• **TASK GOAL**
Copy out all the records, word for word.

• **RECORDS FOR PROCESSING**
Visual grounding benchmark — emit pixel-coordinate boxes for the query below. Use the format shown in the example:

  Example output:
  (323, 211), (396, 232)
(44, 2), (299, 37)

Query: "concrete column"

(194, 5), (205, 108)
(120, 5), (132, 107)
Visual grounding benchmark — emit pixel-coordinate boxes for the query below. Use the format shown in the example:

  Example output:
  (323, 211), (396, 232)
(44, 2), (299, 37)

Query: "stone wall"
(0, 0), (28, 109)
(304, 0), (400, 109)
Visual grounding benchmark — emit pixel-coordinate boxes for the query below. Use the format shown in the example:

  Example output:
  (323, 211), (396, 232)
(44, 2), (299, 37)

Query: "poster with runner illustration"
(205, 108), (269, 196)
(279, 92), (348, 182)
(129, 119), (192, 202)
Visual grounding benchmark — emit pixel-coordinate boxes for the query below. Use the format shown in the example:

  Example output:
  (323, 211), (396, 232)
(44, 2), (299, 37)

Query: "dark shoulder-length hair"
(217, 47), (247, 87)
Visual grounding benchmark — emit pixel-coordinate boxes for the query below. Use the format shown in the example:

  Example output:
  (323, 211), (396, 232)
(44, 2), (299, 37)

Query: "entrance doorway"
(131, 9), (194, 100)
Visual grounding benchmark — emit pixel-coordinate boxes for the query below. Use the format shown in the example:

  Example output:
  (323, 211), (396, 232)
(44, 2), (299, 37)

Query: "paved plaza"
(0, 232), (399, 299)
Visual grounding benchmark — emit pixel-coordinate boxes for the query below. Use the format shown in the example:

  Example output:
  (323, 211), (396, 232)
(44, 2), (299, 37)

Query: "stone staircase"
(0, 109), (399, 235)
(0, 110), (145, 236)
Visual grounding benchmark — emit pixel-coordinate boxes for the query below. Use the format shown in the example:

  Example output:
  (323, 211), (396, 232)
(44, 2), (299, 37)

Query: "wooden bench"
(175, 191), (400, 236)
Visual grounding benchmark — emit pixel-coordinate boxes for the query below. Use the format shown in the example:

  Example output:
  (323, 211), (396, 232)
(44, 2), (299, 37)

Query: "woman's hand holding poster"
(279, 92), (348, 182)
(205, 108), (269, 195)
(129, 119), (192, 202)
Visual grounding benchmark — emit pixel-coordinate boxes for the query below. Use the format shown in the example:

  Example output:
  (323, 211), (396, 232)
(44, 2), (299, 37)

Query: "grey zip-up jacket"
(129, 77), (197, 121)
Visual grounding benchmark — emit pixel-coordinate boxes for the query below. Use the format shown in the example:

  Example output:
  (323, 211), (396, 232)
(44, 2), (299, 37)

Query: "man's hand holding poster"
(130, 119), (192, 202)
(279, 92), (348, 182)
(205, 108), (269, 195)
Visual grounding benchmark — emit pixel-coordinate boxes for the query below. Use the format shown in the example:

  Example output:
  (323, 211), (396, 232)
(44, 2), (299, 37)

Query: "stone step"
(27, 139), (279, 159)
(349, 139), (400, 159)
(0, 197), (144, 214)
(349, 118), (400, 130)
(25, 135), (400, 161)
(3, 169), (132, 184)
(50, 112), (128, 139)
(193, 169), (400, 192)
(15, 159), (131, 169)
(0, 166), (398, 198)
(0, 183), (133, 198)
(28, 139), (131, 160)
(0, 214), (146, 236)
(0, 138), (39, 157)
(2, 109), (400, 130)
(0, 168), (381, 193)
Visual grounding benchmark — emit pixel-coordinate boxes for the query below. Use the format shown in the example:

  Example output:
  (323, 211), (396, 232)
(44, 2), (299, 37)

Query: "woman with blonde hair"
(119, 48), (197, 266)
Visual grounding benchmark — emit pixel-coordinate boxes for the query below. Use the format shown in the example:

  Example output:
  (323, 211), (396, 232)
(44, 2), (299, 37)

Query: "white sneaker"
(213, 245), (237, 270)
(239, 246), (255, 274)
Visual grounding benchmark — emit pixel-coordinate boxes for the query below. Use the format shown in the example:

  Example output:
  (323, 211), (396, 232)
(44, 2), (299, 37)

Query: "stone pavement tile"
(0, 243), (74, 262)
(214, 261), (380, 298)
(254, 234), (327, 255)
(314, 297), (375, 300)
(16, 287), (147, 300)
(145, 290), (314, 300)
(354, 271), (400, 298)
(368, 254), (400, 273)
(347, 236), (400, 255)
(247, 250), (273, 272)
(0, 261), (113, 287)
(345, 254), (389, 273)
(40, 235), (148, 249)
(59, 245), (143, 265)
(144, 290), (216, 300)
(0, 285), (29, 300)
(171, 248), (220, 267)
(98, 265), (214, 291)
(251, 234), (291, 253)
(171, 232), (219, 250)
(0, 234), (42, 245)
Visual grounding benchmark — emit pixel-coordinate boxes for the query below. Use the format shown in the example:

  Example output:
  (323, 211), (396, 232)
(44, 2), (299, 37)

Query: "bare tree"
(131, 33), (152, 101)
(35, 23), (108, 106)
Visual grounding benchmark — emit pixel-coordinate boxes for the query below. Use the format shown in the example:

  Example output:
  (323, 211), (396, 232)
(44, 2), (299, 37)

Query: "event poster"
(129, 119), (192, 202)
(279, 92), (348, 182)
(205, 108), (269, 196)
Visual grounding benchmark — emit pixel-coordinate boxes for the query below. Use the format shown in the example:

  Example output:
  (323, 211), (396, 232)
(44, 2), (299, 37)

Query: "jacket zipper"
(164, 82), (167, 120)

• **EXERCISE SOLUTION**
Visual grounding benchmark — emit pixel-coordinate boxes for the query below. Use the format shown in the example:

  Example output:
  (323, 211), (396, 232)
(44, 2), (299, 37)

Query: "concrete column"

(194, 5), (205, 108)
(120, 5), (132, 107)
Visual grounding benchmark — emit pixel-coordinate boxes for the query below. Use the format shown in the example:

  Example output:
  (323, 211), (396, 232)
(44, 2), (299, 37)

Query: "stone wall"
(0, 0), (28, 109)
(304, 0), (400, 109)
Visual grounding benchmark — emit pixel-coordinate boxes for the query below. Use the format shown in the example:

  Example output:
  (323, 211), (396, 232)
(44, 2), (299, 37)

Query: "poster with runner illustration"
(205, 108), (269, 196)
(279, 92), (348, 182)
(129, 119), (192, 202)
Visual grounding benchmark — emit pixel-coordinate boxes for the query below. Use the format shown in the example:

  Example output:
  (323, 211), (396, 232)
(44, 2), (299, 37)

Query: "dark shoulder-length hair"
(217, 47), (247, 87)
Visual grounding benchmark — emit pixel-coordinate boxes for the query below. Use the format shown in the example:

  Example output:
  (323, 211), (396, 232)
(44, 2), (299, 37)

Query: "entrance doorway"
(131, 9), (194, 100)
Visual grounding benchmark — emit pixel-coordinate boxes for the query below. Use the format shown in the example:

  Example output:
  (323, 211), (396, 232)
(44, 2), (299, 37)

Query: "paved plaza"
(0, 232), (399, 299)
Visual grounding benchmark — emit pixel-coordinate boxes for the query below. Use the format shown in the example:

  Example output:
  (323, 211), (396, 232)
(44, 2), (299, 37)

Query: "stone staircase"
(0, 109), (399, 235)
(0, 110), (145, 236)
Visual grounding benchmark — emit pixel-coordinate boxes for the query below. Use the format shown in the example:

  Example output:
  (323, 211), (396, 232)
(44, 2), (299, 37)

Query: "wooden bench"
(175, 191), (400, 236)
Visual grounding benchmark — emit pixel-coordinate boxes for the query below. Use the format shown in the example:

  Example output:
  (323, 211), (396, 232)
(44, 2), (299, 37)

Query: "woman's hand holding poster"
(279, 92), (348, 182)
(205, 108), (269, 195)
(129, 119), (192, 202)
Visual grounding benchmark — emit pixel-coordinate boxes for the query below. Use the format shown in the example:

  Example output:
  (323, 211), (396, 232)
(44, 2), (299, 37)

Query: "grey zip-up jacket"
(129, 77), (197, 121)
Visual grounding benchmark — emit pixel-coordinate boxes for the query below. Use the format shown in the example:

  Example output:
  (323, 211), (396, 232)
(44, 2), (299, 37)

Query: "man's hand holding poster"
(130, 119), (192, 202)
(279, 92), (348, 182)
(205, 108), (269, 195)
Visual grounding benchmark — emit pixel-coordinate boxes for the query below. Use the format shown in the example:

  Example output:
  (323, 211), (396, 232)
(44, 2), (299, 37)

Query: "stone step"
(27, 139), (279, 159)
(349, 139), (400, 159)
(0, 197), (144, 214)
(349, 118), (400, 130)
(25, 135), (400, 161)
(3, 169), (132, 184)
(50, 112), (128, 139)
(193, 169), (400, 192)
(15, 159), (131, 169)
(0, 166), (398, 198)
(0, 183), (133, 198)
(28, 139), (131, 160)
(0, 214), (146, 236)
(0, 138), (39, 157)
(2, 109), (400, 130)
(0, 168), (381, 193)
Visual grounding benchmark — emit pixel-coordinate boxes for the query below. Use the format shown in the example:

  Example output:
  (323, 211), (396, 232)
(44, 2), (299, 37)

Query: "woman with blonde hair"
(119, 48), (197, 266)
Visual grounding benchmark — emit pixel-coordinate boxes for the query below. Use the format shown in the example:

  Example output:
  (323, 211), (396, 232)
(44, 2), (299, 37)

Query: "white sneaker"
(213, 245), (237, 270)
(239, 246), (255, 274)
Visual grounding benchmark — emit pixel-coordinate boxes for the query below. Use the format shown in the example:

  Example output:
  (323, 211), (396, 232)
(44, 2), (299, 37)

Query: "stone pavement tile"
(0, 243), (74, 262)
(214, 261), (380, 298)
(254, 234), (327, 255)
(314, 297), (375, 300)
(16, 287), (147, 300)
(145, 290), (314, 300)
(354, 271), (400, 298)
(368, 254), (400, 273)
(347, 236), (400, 255)
(247, 250), (273, 272)
(0, 261), (113, 287)
(345, 254), (389, 273)
(40, 235), (148, 249)
(59, 245), (143, 265)
(144, 290), (216, 300)
(0, 285), (29, 300)
(171, 248), (220, 267)
(98, 265), (214, 291)
(251, 234), (291, 253)
(171, 232), (219, 250)
(0, 234), (42, 245)
Visual grounding benchmark — emit pixel-coordinate boxes for the query below. Use the format shown in the example:

  Example output:
  (323, 211), (396, 232)
(44, 2), (299, 37)

Query: "bare tree"
(131, 33), (152, 101)
(35, 23), (108, 106)
Visual grounding benchmark — emit pixel-coordinate boxes for the query below. Use the format shown in the example:

  Example output:
  (323, 211), (396, 232)
(44, 2), (299, 37)

Query: "event poster"
(129, 119), (192, 202)
(279, 92), (348, 182)
(205, 108), (269, 196)
Visual grounding benchmark — emit pixel-coordinate boxes for the query below. Use the format shown in the example:

  Example output:
  (323, 211), (396, 232)
(44, 2), (299, 37)

Query: "jacket zipper"
(164, 82), (167, 120)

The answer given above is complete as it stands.